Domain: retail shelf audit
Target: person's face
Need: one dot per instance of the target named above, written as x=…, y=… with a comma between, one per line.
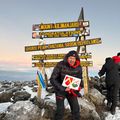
x=71, y=60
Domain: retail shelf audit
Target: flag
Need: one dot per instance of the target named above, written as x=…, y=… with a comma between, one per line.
x=40, y=80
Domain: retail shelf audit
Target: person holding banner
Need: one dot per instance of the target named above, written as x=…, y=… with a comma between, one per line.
x=67, y=73
x=112, y=82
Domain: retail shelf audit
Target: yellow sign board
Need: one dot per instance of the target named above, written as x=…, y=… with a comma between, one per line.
x=57, y=56
x=63, y=45
x=41, y=35
x=53, y=64
x=49, y=26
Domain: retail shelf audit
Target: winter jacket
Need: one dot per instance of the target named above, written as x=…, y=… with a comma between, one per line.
x=62, y=69
x=111, y=70
x=116, y=59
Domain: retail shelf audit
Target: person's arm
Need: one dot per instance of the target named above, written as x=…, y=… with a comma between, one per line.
x=54, y=79
x=102, y=71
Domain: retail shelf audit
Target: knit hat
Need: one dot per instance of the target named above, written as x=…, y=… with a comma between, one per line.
x=72, y=53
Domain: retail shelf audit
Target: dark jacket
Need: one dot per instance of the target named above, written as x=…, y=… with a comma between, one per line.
x=62, y=69
x=111, y=70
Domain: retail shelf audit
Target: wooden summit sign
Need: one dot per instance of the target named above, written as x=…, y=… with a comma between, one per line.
x=63, y=25
x=57, y=56
x=53, y=64
x=63, y=45
x=41, y=35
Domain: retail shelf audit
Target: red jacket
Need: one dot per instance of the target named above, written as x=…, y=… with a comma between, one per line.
x=116, y=59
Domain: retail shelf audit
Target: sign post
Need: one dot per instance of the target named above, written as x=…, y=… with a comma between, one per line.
x=80, y=42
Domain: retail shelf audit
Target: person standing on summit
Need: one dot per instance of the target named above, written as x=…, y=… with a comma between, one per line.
x=112, y=82
x=117, y=61
x=70, y=65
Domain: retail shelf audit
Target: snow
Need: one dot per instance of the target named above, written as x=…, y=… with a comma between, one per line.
x=4, y=106
x=113, y=117
x=29, y=90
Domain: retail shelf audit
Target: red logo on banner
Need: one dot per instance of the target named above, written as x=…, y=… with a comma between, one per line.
x=68, y=80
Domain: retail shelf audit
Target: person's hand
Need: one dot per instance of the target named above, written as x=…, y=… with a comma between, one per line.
x=68, y=90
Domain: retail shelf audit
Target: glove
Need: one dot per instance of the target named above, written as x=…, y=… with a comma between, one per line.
x=75, y=93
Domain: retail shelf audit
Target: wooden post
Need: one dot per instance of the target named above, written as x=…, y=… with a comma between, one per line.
x=83, y=50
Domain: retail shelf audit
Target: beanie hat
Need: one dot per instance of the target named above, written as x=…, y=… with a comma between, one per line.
x=72, y=53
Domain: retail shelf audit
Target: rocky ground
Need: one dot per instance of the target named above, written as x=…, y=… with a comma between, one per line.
x=25, y=106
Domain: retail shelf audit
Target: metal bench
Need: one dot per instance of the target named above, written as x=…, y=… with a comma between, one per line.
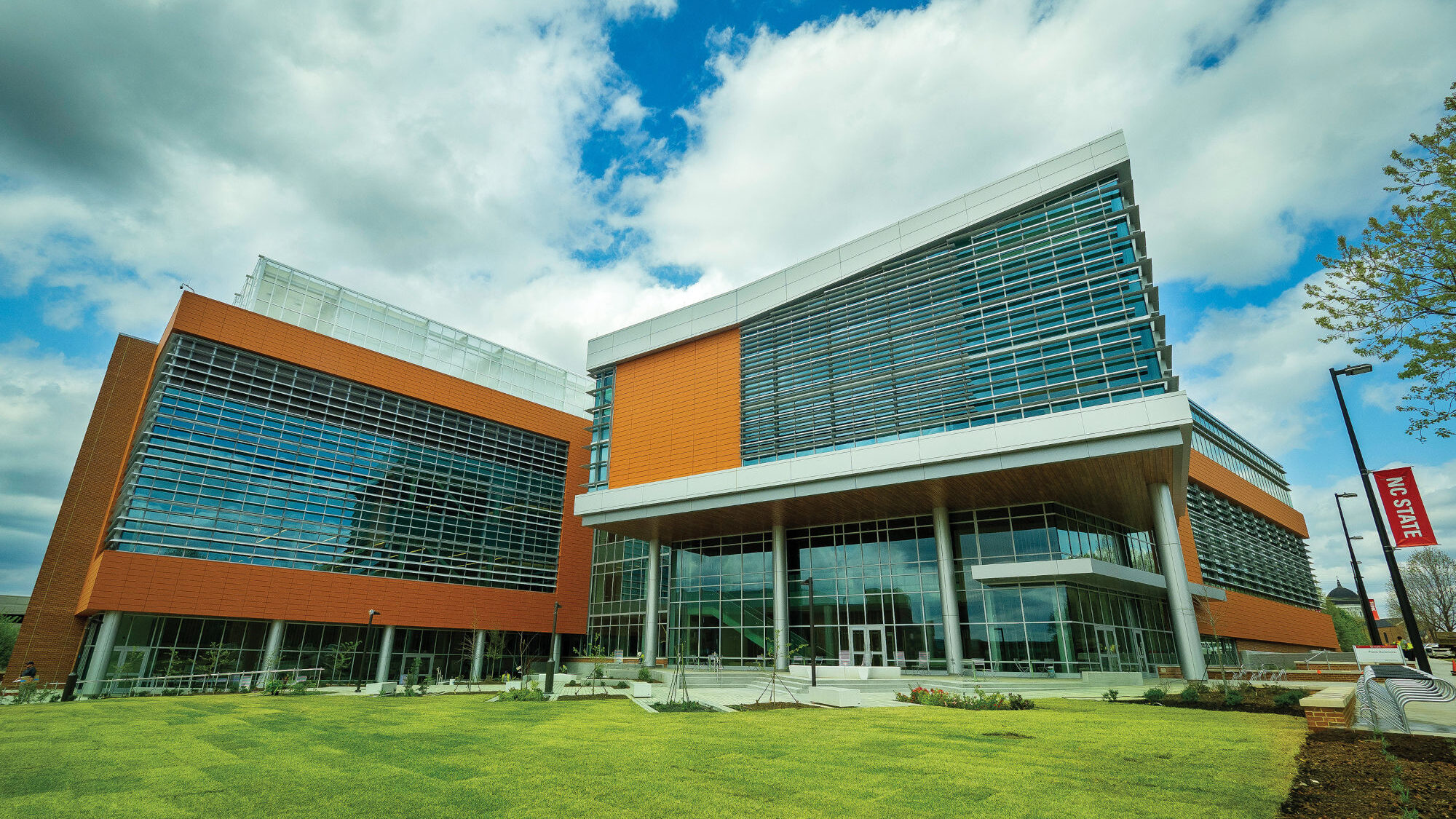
x=1382, y=705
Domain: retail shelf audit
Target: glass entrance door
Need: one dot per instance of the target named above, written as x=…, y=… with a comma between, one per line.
x=867, y=644
x=1107, y=649
x=1139, y=650
x=426, y=668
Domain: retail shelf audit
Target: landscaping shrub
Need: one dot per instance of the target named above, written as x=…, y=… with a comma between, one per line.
x=526, y=694
x=979, y=701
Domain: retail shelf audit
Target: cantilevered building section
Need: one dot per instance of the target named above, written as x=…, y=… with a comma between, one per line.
x=276, y=470
x=966, y=430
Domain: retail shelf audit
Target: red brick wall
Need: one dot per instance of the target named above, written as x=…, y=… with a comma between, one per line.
x=52, y=633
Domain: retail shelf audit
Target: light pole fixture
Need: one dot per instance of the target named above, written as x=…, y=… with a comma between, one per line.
x=809, y=583
x=551, y=652
x=359, y=681
x=1407, y=612
x=1355, y=567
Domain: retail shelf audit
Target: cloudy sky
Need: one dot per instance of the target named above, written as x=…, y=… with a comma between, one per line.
x=544, y=173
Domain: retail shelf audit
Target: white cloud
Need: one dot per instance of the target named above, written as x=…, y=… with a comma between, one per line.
x=44, y=405
x=834, y=130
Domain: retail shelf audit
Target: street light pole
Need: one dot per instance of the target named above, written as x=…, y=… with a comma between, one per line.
x=551, y=652
x=813, y=665
x=1407, y=614
x=1355, y=566
x=359, y=682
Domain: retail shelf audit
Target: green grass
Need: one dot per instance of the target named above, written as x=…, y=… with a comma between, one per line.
x=324, y=756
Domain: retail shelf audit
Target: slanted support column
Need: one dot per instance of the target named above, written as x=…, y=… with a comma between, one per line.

**********

Directions ▸ Nothing but lines that contain "person" should appear in the answer. Copy each from the records.

Exercise result ▸
Target: person's face
Target: person holding banner
Target: person's arm
Target: person standing on summit
Target: person's hand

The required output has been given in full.